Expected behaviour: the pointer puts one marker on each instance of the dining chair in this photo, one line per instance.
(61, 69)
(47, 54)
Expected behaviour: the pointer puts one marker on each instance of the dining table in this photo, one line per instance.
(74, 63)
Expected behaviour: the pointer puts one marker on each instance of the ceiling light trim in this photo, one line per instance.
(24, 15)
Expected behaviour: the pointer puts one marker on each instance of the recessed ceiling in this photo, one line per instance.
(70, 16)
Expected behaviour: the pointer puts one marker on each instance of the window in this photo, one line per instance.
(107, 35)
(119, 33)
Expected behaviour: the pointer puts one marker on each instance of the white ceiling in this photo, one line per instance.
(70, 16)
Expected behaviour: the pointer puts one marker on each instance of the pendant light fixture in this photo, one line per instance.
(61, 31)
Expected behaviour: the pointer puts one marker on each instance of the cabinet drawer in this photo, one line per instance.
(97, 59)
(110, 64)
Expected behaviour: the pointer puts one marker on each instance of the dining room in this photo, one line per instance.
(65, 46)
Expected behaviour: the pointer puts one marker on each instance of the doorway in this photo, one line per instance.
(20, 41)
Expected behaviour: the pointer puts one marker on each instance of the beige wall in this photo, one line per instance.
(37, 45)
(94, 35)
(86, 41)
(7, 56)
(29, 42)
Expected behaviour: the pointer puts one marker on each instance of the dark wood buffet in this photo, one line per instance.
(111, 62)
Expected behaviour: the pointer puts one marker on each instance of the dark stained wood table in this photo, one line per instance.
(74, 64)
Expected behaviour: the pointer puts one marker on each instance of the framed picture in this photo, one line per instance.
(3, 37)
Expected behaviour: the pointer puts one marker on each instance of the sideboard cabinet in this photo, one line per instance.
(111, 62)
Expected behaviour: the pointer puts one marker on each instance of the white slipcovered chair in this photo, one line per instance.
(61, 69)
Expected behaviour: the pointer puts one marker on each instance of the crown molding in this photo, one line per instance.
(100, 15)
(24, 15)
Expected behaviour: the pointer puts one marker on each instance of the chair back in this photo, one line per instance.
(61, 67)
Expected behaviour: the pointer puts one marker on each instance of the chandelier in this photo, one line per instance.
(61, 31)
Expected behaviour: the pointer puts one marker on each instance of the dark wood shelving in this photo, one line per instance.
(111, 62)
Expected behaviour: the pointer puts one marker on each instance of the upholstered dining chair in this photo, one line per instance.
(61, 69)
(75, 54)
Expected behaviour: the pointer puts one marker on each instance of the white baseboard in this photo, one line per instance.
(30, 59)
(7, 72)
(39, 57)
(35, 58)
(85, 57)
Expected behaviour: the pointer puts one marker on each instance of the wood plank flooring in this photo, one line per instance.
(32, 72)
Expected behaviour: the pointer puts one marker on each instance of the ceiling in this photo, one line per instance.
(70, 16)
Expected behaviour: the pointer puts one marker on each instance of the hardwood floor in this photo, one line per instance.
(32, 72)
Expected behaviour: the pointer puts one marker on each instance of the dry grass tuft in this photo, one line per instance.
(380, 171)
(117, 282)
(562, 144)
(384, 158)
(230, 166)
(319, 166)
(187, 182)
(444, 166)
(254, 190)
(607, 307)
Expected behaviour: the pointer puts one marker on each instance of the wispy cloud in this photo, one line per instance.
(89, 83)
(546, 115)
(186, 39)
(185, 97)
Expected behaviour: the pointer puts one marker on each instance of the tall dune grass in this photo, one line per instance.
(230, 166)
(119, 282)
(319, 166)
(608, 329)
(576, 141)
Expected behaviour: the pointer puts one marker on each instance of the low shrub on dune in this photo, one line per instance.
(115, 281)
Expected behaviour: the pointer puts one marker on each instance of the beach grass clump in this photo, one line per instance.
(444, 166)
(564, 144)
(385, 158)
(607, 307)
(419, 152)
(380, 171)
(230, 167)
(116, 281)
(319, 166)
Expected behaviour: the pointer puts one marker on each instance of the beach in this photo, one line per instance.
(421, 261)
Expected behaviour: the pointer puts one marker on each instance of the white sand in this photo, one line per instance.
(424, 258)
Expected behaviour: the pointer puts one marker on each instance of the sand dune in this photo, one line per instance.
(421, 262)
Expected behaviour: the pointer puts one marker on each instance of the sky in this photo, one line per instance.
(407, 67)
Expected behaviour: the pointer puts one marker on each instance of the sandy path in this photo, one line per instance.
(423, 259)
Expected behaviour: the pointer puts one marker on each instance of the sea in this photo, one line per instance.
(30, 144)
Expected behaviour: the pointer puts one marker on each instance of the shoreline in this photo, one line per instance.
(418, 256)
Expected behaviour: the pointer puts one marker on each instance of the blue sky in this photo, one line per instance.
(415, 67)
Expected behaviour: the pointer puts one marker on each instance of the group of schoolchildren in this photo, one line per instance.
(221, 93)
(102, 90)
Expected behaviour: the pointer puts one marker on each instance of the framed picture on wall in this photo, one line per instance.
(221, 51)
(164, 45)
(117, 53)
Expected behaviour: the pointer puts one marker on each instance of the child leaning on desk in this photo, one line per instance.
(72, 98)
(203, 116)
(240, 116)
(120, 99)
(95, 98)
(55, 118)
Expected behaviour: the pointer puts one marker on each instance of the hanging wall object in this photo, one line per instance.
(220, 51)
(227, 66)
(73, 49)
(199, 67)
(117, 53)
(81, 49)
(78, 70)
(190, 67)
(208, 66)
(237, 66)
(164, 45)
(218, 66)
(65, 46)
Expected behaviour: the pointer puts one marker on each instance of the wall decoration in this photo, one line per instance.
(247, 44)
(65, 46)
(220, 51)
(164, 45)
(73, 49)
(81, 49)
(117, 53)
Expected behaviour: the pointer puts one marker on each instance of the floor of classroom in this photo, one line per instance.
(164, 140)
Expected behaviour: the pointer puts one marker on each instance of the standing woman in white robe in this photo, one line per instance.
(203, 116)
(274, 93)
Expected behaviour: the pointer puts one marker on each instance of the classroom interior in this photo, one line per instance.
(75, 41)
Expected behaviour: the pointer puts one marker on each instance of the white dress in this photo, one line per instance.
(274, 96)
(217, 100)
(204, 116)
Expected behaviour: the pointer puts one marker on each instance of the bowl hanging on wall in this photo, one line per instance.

+-------+

→ **Exercise objective**
Word for word, write out all of the data above.

→ **Answer for the task**
Expected behaviour: the pointer puts one marker on each instance of the dining chair in this photo, one line per instance.
(61, 69)
(47, 54)
Expected behaviour: the pointer puts one marker on each instance of the dining table in this photo, one line per instance.
(74, 63)
Expected behaviour: the pointer puts one marker on each instance of the ceiling light trim in this photo, one line per instance.
(24, 15)
Expected behaviour: the pointer puts one marker on each instance of the recessed ceiling in this photo, one line per instance.
(70, 16)
Expected behaviour: the pointer puts one marker on each instance of the window in this photo, one line per instance.
(107, 35)
(119, 33)
Expected behaviour: the pointer puts one marker on each instance of the white ceiling in this photo, one line per instance.
(70, 16)
Expected behaviour: the pointer puts one marker on each instance of the pendant light fixture in this photo, one line per instance.
(61, 31)
Expected behaviour: the pointer puts one marker on each instance of the cabinet drawer in this photo, one line per instance.
(97, 59)
(110, 64)
Expected behaviour: the pointer puts one marker on each instance of the dining room in this photo, one line per instance.
(65, 46)
Expected behaviour: the pointer puts one marker on each instance of the doorway in this photo, one line per instance.
(20, 41)
Expected behaviour: the pointer puts one marker on each instance of the beige wall in this photo, one line per instance.
(37, 45)
(94, 35)
(86, 41)
(7, 56)
(29, 42)
Expected behaviour: the pointer puts one marker on each instance of the dark wood buffet in this photo, one line per instance.
(111, 62)
Expected behaviour: the pointer puts one marker on each instance of the dark stained wood table in this photo, one line per instance.
(74, 64)
Expected behaviour: the pointer puts one marker on each instance of the framed picture in this photo, one line per instance.
(3, 37)
Expected behaviour: the pointer puts one marker on each instance of the sideboard cabinet in this photo, one line per instance.
(111, 62)
Expected behaviour: the pointer puts one marker on each instance of the white slipcovered chair in this photo, one line per instance.
(61, 69)
Expected behaviour: the pointer puts one marker on each instance of the crown molding in this photo, one line per instance.
(100, 15)
(24, 15)
Expected behaviour: the pointer puts one marker on each instance of the chair back in this photo, one line per instance.
(61, 67)
Expected behaviour: the pointer puts one marker on each instance of the chandelier in this photo, one line per instance.
(61, 31)
Expected behaviour: the pointer puts one marker on each instance of the dark wood shelving in this photo, one line per instance.
(111, 62)
Expected behaviour: the pointer puts one marker on each instance of the upholstered dining chair in this photo, one line per instance.
(61, 69)
(75, 54)
Expected behaviour: the pointer puts one marker on each instance of the white baseboard in this photo, one line per instance.
(30, 59)
(7, 72)
(39, 57)
(35, 58)
(85, 57)
Expected behaviour: the pointer puts one marker on each instance of the wood plank flooring in this photo, one line per instance.
(32, 72)
Expected behaviour: the pointer puts one marker on each instance of the ceiling in this photo, one line per instance.
(70, 16)
Expected behaviour: the pointer puts one marker on each instance of the hardwood floor in this photo, one line per instance.
(32, 72)
Expected behaviour: the pointer puts one marker on each instance of the dry grass tuft in this photo, one line per instance.
(380, 171)
(117, 282)
(562, 144)
(384, 158)
(230, 166)
(319, 166)
(187, 182)
(444, 166)
(254, 190)
(607, 307)
Expected behaviour: the pointer puts one marker on each instance of the wispy cloud in this photo, one line per instance.
(89, 83)
(546, 115)
(186, 39)
(185, 97)
Expected behaviour: the pointer puts one marker on each instance of the tall dune grass in this photo, one line per instance.
(230, 166)
(119, 282)
(319, 166)
(608, 329)
(576, 141)
Expected behaviour: the pointer puts one marker on each instance of the low shrub on dune in this photo, one line per instance.
(115, 281)
Expected behaviour: the pointer puts one marker on each instance of the beach grass clump in this photo, one line per instance.
(444, 166)
(564, 144)
(385, 158)
(607, 307)
(419, 152)
(380, 171)
(230, 167)
(116, 281)
(319, 166)
Expected behaviour: the pointer puts one marker on each instance of the beach in this photo, one line per instance.
(421, 261)
Expected behaviour: the pointer puts one marker on each instance of the white sand in this photo, one line per instance.
(424, 258)
Expected behaviour: the pointer puts one marker on each instance of the sand dune in this photo, one line per instance.
(421, 262)
Expected behaviour: the pointer puts one marker on each instance of the sky in this photo, one line per instance.
(407, 67)
Expected behaviour: the pointer puts one marker on each instance of the sandy path in this photo, one line per instance.
(423, 259)
Expected behaviour: the pointer puts one marker on each instance of the sea in this photo, one line per instance.
(30, 144)
Expected behaviour: the pointer puts one marker on each instance of the shoreline in this photo, one line per instance.
(418, 256)
Expected behaviour: the pointer puts one marker on each instance of the blue sky in this photo, one line per instance.
(415, 67)
Expected behaviour: the pointer puts one marker on each instance of the group of schoolchildren in this photo, one line per instance.
(221, 93)
(102, 90)
Expected behaviour: the pointer puts one marker on each instance of the framed picture on wall in this photo, one line per instance.
(221, 51)
(164, 45)
(117, 53)
Expected behaviour: the pointer puts one marker on each instance of the child leaning on desk in this photo, one line per instance.
(72, 98)
(203, 116)
(240, 116)
(120, 99)
(95, 98)
(55, 118)
Expected behaviour: the pointer puts one marker on each instance of the hanging wall object in this photo, one line per instance.
(220, 51)
(227, 66)
(73, 49)
(199, 67)
(117, 53)
(81, 49)
(78, 70)
(190, 67)
(208, 66)
(237, 66)
(164, 45)
(218, 66)
(65, 46)
Expected behaviour: the pointer puts one marker on each instance of the wall decoration in this photo, one line per instance.
(247, 44)
(65, 46)
(220, 51)
(164, 45)
(73, 49)
(81, 49)
(117, 53)
Expected behaviour: the pointer puts one marker on each instance of the floor of classroom in this photo, one line per instance.
(164, 140)
Expected behaviour: the pointer puts one marker on each instance of the standing woman in white robe in this photo, one line per instance.
(203, 116)
(274, 93)
Expected behaviour: the pointer puts one marker on each instance of the classroom interior in this photo, one line per instance.
(75, 41)
Expected behaviour: the pointer puts one marker on each instance of the white dress in this photo, one line per instance.
(274, 96)
(217, 100)
(204, 116)
Expected behaviour: the pointer puts one marker on each instance of the bowl hanging on wall in this photo, one line per instance.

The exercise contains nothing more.